__Task instructions__:
The output should contain the listing word for word and no pictures.

__Records shown__:
= = = =
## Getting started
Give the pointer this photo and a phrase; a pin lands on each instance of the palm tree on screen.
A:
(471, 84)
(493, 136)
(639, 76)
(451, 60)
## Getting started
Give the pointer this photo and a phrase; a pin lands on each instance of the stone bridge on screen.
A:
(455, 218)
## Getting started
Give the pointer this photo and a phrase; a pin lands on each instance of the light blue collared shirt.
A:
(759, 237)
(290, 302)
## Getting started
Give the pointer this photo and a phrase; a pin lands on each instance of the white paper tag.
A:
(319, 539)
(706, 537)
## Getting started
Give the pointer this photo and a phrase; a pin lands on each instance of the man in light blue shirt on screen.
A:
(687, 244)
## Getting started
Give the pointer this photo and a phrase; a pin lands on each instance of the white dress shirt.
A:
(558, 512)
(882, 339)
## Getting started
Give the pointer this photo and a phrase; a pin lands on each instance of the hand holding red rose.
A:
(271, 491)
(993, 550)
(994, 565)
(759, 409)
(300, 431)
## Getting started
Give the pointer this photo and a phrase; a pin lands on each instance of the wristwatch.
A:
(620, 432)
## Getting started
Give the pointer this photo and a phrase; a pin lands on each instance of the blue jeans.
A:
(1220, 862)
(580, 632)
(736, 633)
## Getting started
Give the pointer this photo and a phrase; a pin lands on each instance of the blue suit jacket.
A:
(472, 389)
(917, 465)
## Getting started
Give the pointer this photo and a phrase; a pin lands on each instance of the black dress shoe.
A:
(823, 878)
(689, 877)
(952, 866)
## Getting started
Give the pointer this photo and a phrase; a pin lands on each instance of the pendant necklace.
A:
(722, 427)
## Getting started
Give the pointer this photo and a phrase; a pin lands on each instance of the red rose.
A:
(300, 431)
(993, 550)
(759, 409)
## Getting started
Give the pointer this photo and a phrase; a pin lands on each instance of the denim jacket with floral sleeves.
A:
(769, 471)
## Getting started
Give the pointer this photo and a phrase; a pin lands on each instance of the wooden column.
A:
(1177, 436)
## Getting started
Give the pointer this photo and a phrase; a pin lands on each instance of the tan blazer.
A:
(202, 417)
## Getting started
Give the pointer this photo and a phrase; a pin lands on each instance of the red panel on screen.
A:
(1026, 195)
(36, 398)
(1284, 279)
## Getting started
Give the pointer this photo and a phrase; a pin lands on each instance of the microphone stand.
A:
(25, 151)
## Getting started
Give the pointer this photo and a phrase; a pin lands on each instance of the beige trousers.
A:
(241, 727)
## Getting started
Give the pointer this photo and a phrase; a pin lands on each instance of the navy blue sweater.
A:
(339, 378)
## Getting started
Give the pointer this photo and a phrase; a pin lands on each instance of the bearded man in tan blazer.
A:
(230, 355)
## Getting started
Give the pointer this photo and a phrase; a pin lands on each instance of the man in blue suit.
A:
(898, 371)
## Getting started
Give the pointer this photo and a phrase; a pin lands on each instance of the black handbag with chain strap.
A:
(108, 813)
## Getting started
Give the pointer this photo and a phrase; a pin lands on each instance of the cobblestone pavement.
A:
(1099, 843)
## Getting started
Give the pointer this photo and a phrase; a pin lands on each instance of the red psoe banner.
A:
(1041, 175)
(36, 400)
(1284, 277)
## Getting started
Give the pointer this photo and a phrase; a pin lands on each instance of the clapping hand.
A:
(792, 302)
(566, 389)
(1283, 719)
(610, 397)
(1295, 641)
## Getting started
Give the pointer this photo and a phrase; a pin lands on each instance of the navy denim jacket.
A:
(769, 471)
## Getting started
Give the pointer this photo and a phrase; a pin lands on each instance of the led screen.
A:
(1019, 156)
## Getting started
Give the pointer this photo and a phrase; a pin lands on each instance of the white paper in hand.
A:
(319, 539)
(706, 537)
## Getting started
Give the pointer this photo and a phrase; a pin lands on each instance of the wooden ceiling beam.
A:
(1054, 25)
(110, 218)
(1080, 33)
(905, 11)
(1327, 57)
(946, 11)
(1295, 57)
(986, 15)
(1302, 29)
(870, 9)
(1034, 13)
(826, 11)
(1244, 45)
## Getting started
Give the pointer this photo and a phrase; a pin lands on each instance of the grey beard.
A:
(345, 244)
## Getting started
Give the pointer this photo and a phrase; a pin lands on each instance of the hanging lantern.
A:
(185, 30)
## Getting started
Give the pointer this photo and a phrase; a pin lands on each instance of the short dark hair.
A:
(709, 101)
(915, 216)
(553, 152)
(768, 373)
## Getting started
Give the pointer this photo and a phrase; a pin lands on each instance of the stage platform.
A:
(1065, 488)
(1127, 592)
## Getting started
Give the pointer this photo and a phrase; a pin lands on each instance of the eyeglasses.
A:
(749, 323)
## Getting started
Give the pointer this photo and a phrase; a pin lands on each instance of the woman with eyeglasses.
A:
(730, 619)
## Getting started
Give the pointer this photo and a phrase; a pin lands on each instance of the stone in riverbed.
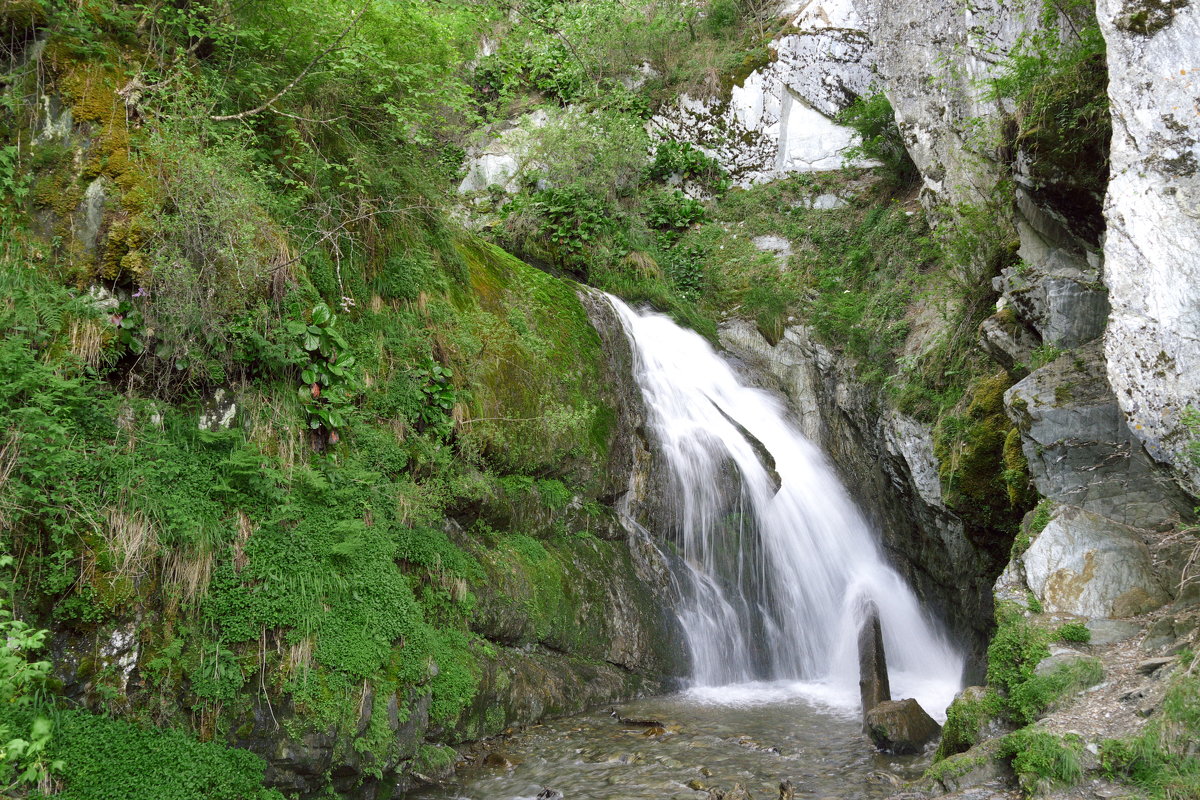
= = = =
__Answer for this exercise__:
## Getting started
Give the pointer this photo and a phrase; a pin lands on each instance of the palm tree on screen.
A:
(471, 84)
(493, 136)
(639, 76)
(451, 60)
## Getting started
Give the pointer this photo and a phrase; a pin lands on each instance of the stone bridge on screen.
A:
(455, 218)
## Getting started
Give the pointer this photo and a phrase; a pin lands on each instance of the light blue collared shirt.
A:
(759, 237)
(290, 302)
## Getting started
Give the pointer this photo and a phrase; a pin lands on each instance of the white paper tag.
A:
(319, 539)
(706, 537)
## Getting started
Give the pointer this photo and a phrase; a pin lands on each instance of the man in light blue shirt on screen.
A:
(687, 244)
## Getting started
Give the pointer this photo and a phrase; a pin lands on each instance of the white dress shirt.
A:
(558, 512)
(882, 339)
## Getting started
Give the pointer this photo and a phrase; a pin lands on each instance of the hand holding red rose.
A:
(271, 491)
(993, 550)
(994, 565)
(759, 409)
(300, 431)
## Getting started
Give the pointer this photo and a phrase; a pin lands on each instance of the wristwatch.
A:
(620, 432)
## Getting started
Give the pointer this photo and a phrase; a pin lands on each instance of the blue jeans.
A:
(1220, 862)
(580, 632)
(736, 633)
## Getting started
Give the pointer this photo and a phrase; a pin lands on each instance of the blue suit jacket.
A:
(472, 389)
(917, 465)
## Getting started
Give the pointer this photo and a phrase; a pin lands on each instance of the black dress shoe.
A:
(823, 878)
(689, 877)
(952, 866)
## Getting started
Give the pointer this photo and a phrase; a pin lands on each instance of the pendant necklace.
A:
(722, 427)
## Getting started
Give the pointer this photo and a phrase; a pin lands on each instance of the red rose.
A:
(300, 431)
(993, 550)
(759, 409)
## Getting started
Give the pointer this photo and a phrase; a pin lands on each instance of the denim jacket with floral sleeves.
A:
(769, 471)
## Getting started
Give the pointer this photo and a phrase; a pin lands on each instance of the wooden column.
A:
(1177, 436)
## Getting started
Give the pointer this photo and a phrase; a pin lands on each instance of the tan blazer.
A:
(202, 417)
## Getting started
Give the pointer this photo and a phrase; a pin lands on each instance of the red panel on screen.
A:
(1026, 195)
(36, 398)
(1284, 279)
## Getting started
Give the pointer this photo and a phrase; a pin lands on each instance of the microphone stand.
A:
(25, 151)
## Getting started
Give the pointer this photo and a phrase; a pin lands on each instance of the beige trousers.
A:
(241, 727)
## Getting started
Give the pointer this photo and a phrase; a pin lands on each instance of the navy blue sweater.
A:
(339, 378)
## Getting started
Give the pointer this photo and a phrase; a pin lands on each instance of the bearded man in tan blazer.
A:
(230, 355)
## Getting started
Give the pointer this photo and a phrase; a pin lands on each instance of the man in blue suit.
A:
(898, 371)
## Getting started
Give the pointer this photo and a phrase; a pin lands on each instance of the black handbag with chain strap.
A:
(108, 813)
## Getting started
Give the pointer this photo and a phrase; a pin lands on each instance of the cobblestone pavement.
A:
(1099, 843)
## Getting started
Give the pointer this photo and a phrase; a pin lands on each instance of the red psoe banner.
A:
(1041, 175)
(36, 400)
(1284, 277)
## Getting started
Give the pointer this photo and a phrase; a pin lands on each instance of the clapping hand.
A:
(792, 302)
(566, 389)
(1283, 719)
(610, 397)
(1295, 641)
## Getting started
Give the pointer this photo and a phrase; a pin lands on each instance of the navy denim jacket.
A:
(769, 471)
## Getting started
Give the pointer this photo and a phrase; a pin lands on each instance of the led screen.
A:
(1019, 156)
## Getting started
Give the pointer this photo and a phrase; a pin lands on each instance of the white paper in hand.
A:
(319, 539)
(706, 537)
## Getting started
Give the pointer this photo and a phrase; a pin lands on each instance of the wooden ceiling beam.
A:
(1054, 25)
(110, 218)
(1080, 33)
(905, 11)
(1327, 57)
(946, 11)
(1295, 57)
(986, 15)
(1302, 29)
(870, 9)
(1034, 13)
(826, 11)
(1244, 45)
## Getting started
Give the pointer this photo and a phrase; a pin lands on each instance of the grey beard.
A:
(345, 244)
## Getting started
Give the pointer this photo and a phrase; a pin lands on each instance of the hanging lantern.
A:
(185, 30)
## Getting started
Give the pointer this photo and a phrase; a pin lands on each instance of the short dark hair.
A:
(709, 101)
(915, 216)
(553, 152)
(768, 373)
## Getting started
Give the pointer this photo and a phrase; a pin lands on each instance of the stage platform.
A:
(1065, 488)
(1127, 592)
## Getting started
Give the pointer this photo and a phrase; a pin lands on each instance of the eyeglasses.
A:
(749, 323)
## Getting started
Give the pointer this photo and a phrase; a pin lands on each instance of the woman with eyeglasses.
A:
(730, 619)
## Getting started
Give the pointer this photo and a phrase; a pin lands on each instance of the stone in riverbed.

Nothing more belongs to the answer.